## Written problem
Gather each line of the data below that contains the word "shirt" and copy it in full. Treat uppercase and lowercase letters as different.

## Material supplied

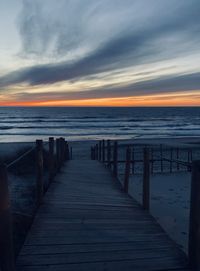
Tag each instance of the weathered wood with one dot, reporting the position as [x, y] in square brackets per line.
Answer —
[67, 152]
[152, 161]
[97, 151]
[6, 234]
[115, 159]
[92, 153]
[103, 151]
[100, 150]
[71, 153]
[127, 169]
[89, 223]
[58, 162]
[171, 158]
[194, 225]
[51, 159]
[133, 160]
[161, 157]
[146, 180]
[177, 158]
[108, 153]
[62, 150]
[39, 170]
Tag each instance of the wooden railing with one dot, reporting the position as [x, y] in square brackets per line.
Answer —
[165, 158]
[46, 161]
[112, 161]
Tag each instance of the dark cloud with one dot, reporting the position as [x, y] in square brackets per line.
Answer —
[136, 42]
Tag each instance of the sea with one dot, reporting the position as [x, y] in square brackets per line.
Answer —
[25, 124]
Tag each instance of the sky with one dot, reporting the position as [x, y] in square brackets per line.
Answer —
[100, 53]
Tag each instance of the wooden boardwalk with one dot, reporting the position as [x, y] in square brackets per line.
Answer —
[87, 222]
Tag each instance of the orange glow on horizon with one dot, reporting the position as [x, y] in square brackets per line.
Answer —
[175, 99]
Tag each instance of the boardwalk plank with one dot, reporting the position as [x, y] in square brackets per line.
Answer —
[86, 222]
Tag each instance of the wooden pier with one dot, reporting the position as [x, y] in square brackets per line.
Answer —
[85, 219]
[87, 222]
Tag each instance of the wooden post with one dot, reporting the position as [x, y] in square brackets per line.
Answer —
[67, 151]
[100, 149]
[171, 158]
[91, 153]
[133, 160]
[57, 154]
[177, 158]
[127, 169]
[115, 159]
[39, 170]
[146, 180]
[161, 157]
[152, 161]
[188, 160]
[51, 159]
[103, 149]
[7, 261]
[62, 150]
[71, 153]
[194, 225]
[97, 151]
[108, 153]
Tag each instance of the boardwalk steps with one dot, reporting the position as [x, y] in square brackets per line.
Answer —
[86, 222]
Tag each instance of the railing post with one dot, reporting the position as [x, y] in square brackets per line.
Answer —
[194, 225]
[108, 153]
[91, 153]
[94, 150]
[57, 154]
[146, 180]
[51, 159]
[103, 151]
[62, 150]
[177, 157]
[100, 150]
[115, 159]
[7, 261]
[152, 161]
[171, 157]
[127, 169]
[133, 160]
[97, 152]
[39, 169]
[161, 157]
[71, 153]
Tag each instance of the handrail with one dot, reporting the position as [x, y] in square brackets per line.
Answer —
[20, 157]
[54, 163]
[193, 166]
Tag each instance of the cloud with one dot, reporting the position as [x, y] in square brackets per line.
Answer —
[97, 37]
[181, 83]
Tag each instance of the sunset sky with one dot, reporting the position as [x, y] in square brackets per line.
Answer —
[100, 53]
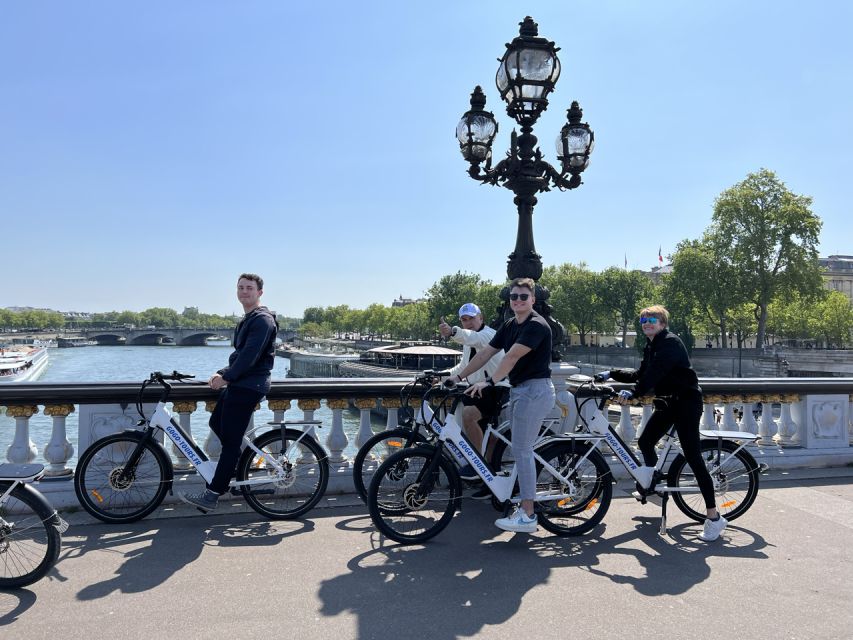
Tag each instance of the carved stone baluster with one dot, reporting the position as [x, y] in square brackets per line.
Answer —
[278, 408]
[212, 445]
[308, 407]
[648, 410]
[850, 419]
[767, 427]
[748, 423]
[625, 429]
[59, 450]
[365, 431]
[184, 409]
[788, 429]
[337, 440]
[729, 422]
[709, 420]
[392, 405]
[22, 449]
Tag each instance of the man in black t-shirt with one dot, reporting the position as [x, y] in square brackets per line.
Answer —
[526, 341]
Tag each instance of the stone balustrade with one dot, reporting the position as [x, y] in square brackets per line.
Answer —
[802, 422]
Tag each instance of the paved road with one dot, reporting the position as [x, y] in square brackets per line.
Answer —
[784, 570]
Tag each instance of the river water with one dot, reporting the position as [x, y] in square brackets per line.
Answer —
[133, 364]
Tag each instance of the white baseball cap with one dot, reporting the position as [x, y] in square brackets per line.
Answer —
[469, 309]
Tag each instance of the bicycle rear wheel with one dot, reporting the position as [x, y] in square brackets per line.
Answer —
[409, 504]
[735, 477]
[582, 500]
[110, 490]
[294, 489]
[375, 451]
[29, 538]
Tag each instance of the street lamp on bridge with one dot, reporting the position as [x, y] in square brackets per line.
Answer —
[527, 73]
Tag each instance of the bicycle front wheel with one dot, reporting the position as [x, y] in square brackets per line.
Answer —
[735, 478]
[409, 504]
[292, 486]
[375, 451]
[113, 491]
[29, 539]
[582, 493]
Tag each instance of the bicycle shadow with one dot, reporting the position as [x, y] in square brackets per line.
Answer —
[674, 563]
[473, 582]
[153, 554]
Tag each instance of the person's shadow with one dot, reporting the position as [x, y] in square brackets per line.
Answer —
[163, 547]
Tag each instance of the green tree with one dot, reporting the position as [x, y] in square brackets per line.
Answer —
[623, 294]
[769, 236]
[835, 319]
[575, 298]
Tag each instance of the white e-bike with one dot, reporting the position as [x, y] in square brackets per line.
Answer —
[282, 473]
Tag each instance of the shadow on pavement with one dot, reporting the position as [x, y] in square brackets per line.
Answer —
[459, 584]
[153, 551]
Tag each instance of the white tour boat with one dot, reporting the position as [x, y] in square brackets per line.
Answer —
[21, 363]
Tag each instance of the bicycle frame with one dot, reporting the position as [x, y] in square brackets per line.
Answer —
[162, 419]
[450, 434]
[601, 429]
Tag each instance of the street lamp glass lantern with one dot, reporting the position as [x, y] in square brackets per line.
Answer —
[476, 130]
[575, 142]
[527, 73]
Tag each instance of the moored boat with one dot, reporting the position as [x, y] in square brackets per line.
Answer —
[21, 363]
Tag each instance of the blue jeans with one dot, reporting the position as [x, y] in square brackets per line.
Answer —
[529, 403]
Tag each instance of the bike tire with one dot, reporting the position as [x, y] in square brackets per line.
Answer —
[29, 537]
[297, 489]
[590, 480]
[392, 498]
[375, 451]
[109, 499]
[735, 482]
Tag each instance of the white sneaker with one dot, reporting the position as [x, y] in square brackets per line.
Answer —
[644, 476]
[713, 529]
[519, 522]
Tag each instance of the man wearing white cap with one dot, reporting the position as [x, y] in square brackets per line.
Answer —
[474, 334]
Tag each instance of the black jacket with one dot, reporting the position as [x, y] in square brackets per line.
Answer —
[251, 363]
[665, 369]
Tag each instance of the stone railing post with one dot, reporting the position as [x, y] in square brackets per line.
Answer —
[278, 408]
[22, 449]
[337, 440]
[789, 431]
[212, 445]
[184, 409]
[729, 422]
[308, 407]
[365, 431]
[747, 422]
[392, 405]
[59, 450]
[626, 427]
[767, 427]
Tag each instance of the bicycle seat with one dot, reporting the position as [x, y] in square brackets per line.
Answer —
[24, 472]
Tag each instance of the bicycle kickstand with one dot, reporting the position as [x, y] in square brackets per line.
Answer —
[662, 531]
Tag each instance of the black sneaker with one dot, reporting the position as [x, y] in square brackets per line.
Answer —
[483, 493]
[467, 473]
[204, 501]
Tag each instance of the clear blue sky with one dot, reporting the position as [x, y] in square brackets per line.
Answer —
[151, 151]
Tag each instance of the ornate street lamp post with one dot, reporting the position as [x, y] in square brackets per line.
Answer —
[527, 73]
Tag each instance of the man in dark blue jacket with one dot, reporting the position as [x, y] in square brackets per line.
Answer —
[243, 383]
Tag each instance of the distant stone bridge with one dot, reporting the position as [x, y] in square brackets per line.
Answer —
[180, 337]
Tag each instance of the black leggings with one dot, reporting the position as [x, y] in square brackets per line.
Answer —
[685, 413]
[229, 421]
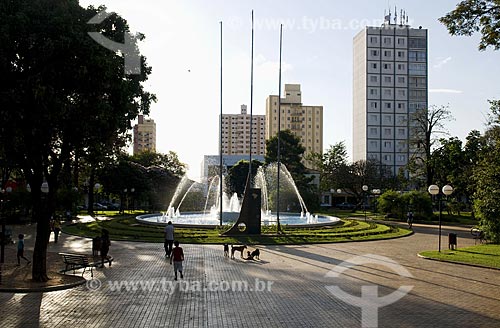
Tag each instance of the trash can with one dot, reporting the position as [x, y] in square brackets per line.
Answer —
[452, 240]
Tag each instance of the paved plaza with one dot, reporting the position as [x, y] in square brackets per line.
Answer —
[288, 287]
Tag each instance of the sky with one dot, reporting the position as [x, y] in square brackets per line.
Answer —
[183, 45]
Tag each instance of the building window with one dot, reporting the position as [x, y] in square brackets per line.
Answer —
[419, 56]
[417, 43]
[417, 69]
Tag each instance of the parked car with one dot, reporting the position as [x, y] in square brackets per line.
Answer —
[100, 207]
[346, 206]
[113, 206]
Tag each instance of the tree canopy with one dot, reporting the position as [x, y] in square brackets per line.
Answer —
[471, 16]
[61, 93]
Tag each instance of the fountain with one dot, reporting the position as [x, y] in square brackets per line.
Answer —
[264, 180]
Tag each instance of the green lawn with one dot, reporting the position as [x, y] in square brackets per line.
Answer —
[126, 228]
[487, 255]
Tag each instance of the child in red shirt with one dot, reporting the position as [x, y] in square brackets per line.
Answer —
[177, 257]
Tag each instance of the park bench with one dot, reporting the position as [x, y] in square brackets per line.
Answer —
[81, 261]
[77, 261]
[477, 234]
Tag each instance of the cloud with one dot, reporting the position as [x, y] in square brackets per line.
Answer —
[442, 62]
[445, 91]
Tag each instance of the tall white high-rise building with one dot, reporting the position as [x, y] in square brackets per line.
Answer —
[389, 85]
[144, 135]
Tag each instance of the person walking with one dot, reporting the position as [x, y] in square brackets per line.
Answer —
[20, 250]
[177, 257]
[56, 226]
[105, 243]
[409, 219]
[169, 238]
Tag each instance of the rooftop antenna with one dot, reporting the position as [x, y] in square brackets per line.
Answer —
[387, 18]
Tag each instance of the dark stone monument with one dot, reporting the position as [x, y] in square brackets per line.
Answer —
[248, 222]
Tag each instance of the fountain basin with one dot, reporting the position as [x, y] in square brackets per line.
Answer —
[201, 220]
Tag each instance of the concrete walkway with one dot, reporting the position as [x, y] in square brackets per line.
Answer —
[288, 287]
==
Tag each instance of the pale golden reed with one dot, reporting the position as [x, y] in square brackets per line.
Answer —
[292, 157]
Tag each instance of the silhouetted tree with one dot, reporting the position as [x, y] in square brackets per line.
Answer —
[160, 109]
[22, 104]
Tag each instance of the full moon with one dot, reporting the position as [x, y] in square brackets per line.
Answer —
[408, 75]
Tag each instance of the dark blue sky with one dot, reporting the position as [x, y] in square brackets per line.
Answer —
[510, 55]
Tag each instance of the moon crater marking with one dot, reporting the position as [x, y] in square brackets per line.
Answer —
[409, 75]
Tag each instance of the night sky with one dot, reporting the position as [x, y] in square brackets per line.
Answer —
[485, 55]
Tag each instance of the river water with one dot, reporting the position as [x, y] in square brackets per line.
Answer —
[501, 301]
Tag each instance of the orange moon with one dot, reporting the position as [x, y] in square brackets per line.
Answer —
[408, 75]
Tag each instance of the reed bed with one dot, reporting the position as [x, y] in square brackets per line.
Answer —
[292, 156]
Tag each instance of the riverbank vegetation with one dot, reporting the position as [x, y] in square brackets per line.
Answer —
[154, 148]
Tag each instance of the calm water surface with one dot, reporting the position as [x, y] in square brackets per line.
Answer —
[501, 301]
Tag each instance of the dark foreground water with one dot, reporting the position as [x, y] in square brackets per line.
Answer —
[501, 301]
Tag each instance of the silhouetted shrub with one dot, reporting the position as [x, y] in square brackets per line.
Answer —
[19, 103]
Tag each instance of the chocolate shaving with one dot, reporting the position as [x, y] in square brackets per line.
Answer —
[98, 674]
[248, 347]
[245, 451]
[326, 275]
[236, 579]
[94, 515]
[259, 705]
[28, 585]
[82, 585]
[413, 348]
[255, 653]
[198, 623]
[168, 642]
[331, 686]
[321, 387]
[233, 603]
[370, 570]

## Final answer
Tag each instance of the man in black t-shirt with one dot, reporting the position as [x, y] in square brackets per line.
Tag each instance of the child in red shirt with one dot, reporting the position as [x, y] in square brackets per line.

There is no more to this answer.